Source extract:
—————

7) Also you may note a footnote in L.100 table it says the household sector includes domestic hedge funds.  Maybe they are only a small part.
unemployed comment 173893  says the domestic hedge funds maybe off balance sheet SIVs for big banks.  I am not familiar with this, but if true, that seems shady.

8) Sprott's paper refers to pg.170 of the fof guide.  He talks about the residual calculation on that page . Now the question is why didn't he put the definition of the household sector in his paper (which is also on pg. 170), instead of referring to it as phantom?
9) Sprott's paper say the household sector bought only $15B treasuries in 08.  Technically that is correct if you look from Q4 07 to Q4 08 in net terms.   But it is misleading, there was a whole lot of turnover in 08.  If you look for Q4 07 to Q3 08 then the net is $172B.  I guess the household sector sold a lot in Q4 08. See table L.100
10) I realize this is ancedotal but I know of many people who switched to treasuries for the first time in 08, 09. Some of them large amounts.  I myself switched part of my stock assets to treasuries in  early 08.

TimmyM's picture

This issuance data shows that demand for alternatives has plunged.

Also, if the "household" sector has $44 trillion, they only need to reallocate 1.2% to Treasuries to cover your $510 billion.

Also the Fed updates these household assumptions with survey data every three years. The next survey is in 2010.

Anonymous's picture

That $44 Trillion includes everything, such as housing and real estate (which when sold, just get bought by another household).
To honestly look at this, you need to measure liquid assets, not all assets.

Realityvist's picture

$44 T is just financial assets.  The total assets are $67T. See table B.100 pg. 104 of the Fed fof. 

Realityvist's picture

Thanks for the additional link.

Anonymous's picture

May be you should request that Bill Gross address that issue. For I have a feeling that he knows a thing or two about the housewives who are sitting home waiting for the first issue to come on line to jump and buy. Heck,he even has a whole floor full of those household buyers(albeit,he dosen't talk to them because he always walk in there with an attorney).Once again, a great scientific analysis(provided the numbers you anlyzed are true,and I have no reason to doubt that).

Assetman's picture

Good point, anon.  The chances are etrememly high Mr. Gross knows exactly what is going on and who is the net "other investor" buyer.

Of course, you can just take the cue from Bill's net selling activities to conclude that-- whoever the net buyer may be-- it's dumb money.  Which leads me to believe its an agent for the government...

I sure hope someone gets Bill to speak in public about this, though...

Anonymous's picture

Oh, take off the tin-foil hats, already.

It's pretty obvious that most households usually have an extra billion or two laying around somewhere.

Like, duh.

—————

Labeled-object pointing entries

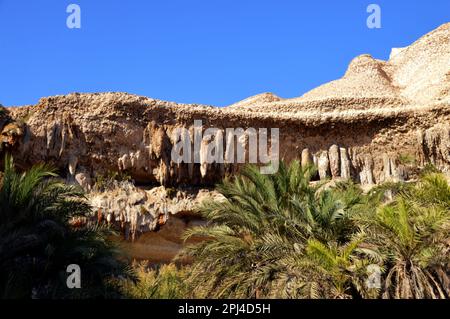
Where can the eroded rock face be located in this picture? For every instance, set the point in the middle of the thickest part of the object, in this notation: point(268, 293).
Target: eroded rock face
point(359, 127)
point(135, 211)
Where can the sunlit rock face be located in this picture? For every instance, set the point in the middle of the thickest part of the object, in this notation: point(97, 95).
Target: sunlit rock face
point(361, 126)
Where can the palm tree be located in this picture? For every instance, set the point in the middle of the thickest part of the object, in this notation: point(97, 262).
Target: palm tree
point(412, 234)
point(260, 230)
point(38, 242)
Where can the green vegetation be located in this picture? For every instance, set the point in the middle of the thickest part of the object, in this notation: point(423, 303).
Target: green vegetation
point(38, 242)
point(165, 282)
point(278, 236)
point(273, 236)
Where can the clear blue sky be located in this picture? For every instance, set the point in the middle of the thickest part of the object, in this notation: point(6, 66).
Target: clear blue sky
point(202, 51)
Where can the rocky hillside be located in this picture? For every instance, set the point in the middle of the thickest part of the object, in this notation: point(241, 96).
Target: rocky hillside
point(377, 123)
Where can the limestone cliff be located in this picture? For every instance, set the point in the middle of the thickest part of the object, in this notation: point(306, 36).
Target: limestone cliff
point(377, 123)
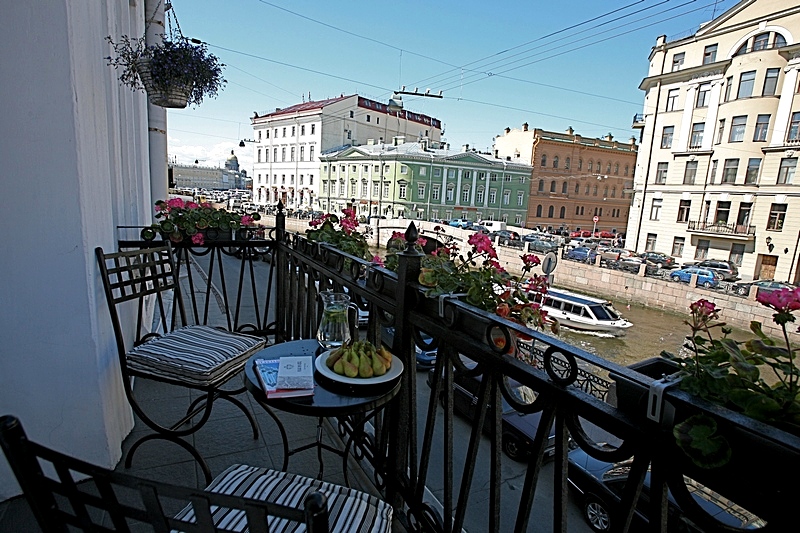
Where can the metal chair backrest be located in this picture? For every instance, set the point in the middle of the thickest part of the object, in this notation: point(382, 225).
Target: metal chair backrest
point(76, 494)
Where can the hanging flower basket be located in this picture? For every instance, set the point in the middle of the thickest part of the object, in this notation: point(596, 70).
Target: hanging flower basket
point(175, 96)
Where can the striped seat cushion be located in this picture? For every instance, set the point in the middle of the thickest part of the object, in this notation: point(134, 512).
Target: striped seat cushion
point(349, 510)
point(197, 355)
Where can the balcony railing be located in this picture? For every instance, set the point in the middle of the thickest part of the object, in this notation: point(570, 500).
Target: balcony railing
point(721, 228)
point(415, 445)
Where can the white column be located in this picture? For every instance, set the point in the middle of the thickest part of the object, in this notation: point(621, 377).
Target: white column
point(713, 111)
point(785, 104)
point(686, 120)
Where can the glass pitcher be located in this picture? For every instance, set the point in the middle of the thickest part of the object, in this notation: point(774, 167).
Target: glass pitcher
point(334, 329)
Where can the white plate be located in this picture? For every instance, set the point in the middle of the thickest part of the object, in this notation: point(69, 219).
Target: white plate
point(395, 370)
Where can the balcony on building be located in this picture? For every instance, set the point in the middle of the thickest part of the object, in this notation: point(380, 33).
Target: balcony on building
point(722, 229)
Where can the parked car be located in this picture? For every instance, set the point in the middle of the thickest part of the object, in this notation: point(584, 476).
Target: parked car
point(599, 486)
point(726, 268)
point(582, 253)
point(518, 429)
point(762, 285)
point(706, 277)
point(659, 259)
point(460, 223)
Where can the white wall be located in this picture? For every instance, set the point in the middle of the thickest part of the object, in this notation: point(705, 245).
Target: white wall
point(74, 156)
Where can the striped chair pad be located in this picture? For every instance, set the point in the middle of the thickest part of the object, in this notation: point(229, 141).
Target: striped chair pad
point(350, 510)
point(196, 355)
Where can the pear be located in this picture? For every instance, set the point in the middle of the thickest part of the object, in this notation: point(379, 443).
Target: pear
point(365, 368)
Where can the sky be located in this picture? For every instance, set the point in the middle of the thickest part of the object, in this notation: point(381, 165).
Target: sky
point(551, 64)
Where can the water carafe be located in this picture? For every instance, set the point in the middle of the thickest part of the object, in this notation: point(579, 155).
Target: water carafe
point(334, 329)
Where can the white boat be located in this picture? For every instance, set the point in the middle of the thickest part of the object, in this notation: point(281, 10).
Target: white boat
point(581, 312)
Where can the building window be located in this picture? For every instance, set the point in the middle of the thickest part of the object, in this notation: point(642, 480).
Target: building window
point(690, 173)
point(753, 165)
point(794, 128)
point(771, 82)
point(703, 93)
point(683, 210)
point(762, 125)
point(720, 130)
point(723, 212)
point(666, 136)
point(777, 215)
point(743, 218)
point(729, 171)
point(655, 209)
point(677, 246)
point(737, 254)
point(737, 128)
point(696, 140)
point(786, 170)
point(672, 102)
point(677, 61)
point(710, 54)
point(746, 82)
point(701, 252)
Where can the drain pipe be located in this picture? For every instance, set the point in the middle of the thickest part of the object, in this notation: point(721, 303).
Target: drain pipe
point(156, 115)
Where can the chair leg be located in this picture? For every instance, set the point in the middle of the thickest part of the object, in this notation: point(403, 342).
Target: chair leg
point(180, 442)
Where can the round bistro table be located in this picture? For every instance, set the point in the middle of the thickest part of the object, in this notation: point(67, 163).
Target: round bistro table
point(330, 399)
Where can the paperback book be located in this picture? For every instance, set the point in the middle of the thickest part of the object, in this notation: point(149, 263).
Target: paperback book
point(287, 383)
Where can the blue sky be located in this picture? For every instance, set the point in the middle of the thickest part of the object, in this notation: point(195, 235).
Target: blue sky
point(550, 64)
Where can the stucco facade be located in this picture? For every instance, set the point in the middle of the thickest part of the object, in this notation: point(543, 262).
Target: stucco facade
point(719, 135)
point(574, 178)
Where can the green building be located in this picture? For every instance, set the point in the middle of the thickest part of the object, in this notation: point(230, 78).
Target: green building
point(423, 182)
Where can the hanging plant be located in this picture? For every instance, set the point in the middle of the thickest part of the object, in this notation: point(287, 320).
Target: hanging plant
point(174, 73)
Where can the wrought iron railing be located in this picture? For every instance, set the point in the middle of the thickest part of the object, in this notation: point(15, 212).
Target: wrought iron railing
point(721, 228)
point(415, 447)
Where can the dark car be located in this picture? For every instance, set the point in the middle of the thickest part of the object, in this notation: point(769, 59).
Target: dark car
point(519, 429)
point(726, 268)
point(762, 285)
point(582, 253)
point(659, 259)
point(599, 486)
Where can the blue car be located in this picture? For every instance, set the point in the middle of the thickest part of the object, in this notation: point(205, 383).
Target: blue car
point(582, 253)
point(705, 277)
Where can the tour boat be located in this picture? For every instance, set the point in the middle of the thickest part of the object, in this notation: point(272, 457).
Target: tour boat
point(580, 312)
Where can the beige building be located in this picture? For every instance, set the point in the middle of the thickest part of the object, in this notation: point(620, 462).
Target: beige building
point(719, 136)
point(574, 178)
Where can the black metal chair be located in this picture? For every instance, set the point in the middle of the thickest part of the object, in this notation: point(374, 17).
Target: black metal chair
point(66, 493)
point(166, 349)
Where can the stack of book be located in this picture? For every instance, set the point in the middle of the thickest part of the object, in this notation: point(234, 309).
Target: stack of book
point(286, 377)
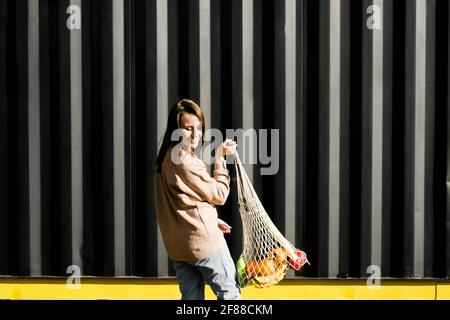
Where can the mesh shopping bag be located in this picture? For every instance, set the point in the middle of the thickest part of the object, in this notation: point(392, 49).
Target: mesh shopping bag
point(267, 255)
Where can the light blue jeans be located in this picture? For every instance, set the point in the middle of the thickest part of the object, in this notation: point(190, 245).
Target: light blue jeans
point(218, 270)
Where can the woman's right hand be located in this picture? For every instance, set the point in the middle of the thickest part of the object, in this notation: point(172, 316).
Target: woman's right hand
point(226, 148)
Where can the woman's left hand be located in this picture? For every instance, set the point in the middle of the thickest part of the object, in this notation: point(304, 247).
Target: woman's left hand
point(223, 226)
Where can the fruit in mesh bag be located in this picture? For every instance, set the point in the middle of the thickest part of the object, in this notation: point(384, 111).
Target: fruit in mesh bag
point(264, 267)
point(240, 270)
point(298, 262)
point(279, 255)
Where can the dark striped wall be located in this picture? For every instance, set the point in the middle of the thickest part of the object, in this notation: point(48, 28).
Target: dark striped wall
point(362, 113)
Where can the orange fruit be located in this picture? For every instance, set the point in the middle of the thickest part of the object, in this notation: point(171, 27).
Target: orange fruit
point(279, 255)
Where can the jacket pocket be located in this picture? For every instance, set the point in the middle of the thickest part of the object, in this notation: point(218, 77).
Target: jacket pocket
point(208, 217)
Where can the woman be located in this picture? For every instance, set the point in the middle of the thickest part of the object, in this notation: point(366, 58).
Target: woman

—————

What this exercise asks:
A - Reproduce, character for character, the records from the line containing "Where can the mesh" to the line containing "point(223, 226)", including both of those lines.
B - Write what comes next in the comment thread about household-sector Treasury buying, picking up after its final line.

Responses per task:
A -
Where can the mesh shopping bag be located in this picture? For every instance, set the point in the middle of the thickest part of the object, in this notation: point(392, 49).
Target: mesh shopping bag
point(267, 255)
Where can the light blue jeans be located in this picture? For every instance, set the point in the middle of the thickest part of the object, in this notation: point(190, 245).
Target: light blue jeans
point(218, 270)
Where can the woman's right hand be located in this picture? For every instance, set the point in the middle of the thickest part of the object, in this notation: point(172, 316).
Target: woman's right hand
point(226, 148)
Where can the woman's left hand be located in this picture? For every instance, set the point in the middle of the thickest part of the object, in this notation: point(304, 247).
Target: woman's left hand
point(223, 226)

B -
Cursive's picture

Things are sooo upside down now that I tell people to put ON their tin foil hat.  Large-scale fraud that we once thought unimaginable in our (formerly) great republic are now commonplace.  A year ago there were many who poo-poohed the existence of the PPT.  Now, it's talked about like conventional wisdom.  I'm sure this story has it's share of disbelievers at the moment.  It'll be conventional wisdom in 6 month's time.

silence's picture

Well I did. It made a stack about 43000 feet tall (100s) which was really cool ...but then it started drawing too much attention so I traded it all in. Now I have a spiffy TreasuryDirect®  account.

Hustler Elite's picture

In the contrarian investing community it has been the same blank stares and everyone asking each other "where is this t-bill demand coming from?" for a long time now

Now the conventional investing community is starting to ask the same question.

Hopefully this goes a way towards passing HR 1207 (Fed Transparency Act) which would be a start.

Anonymous's picture

>Hopefully this goes a way towards passing HR 1207
>(Fed Transparency Act) which would be a start.

I'm just learning this stuff, so forgive my ignorance.

I agree the audit is long past due, but I think it's a win- win scenario for the bankers. For eaxmple see how the US Post Office's own documents demand international insurance valuations n SDR's:

I have a friend at FedEx who say they do this to. Now when I go to the store, purchase a present, and mail it to a friend abroad, that carrier pays me not my friend if the package is not delivered. And my receipt is in USD, not in the nonexistant SDR phantom currency.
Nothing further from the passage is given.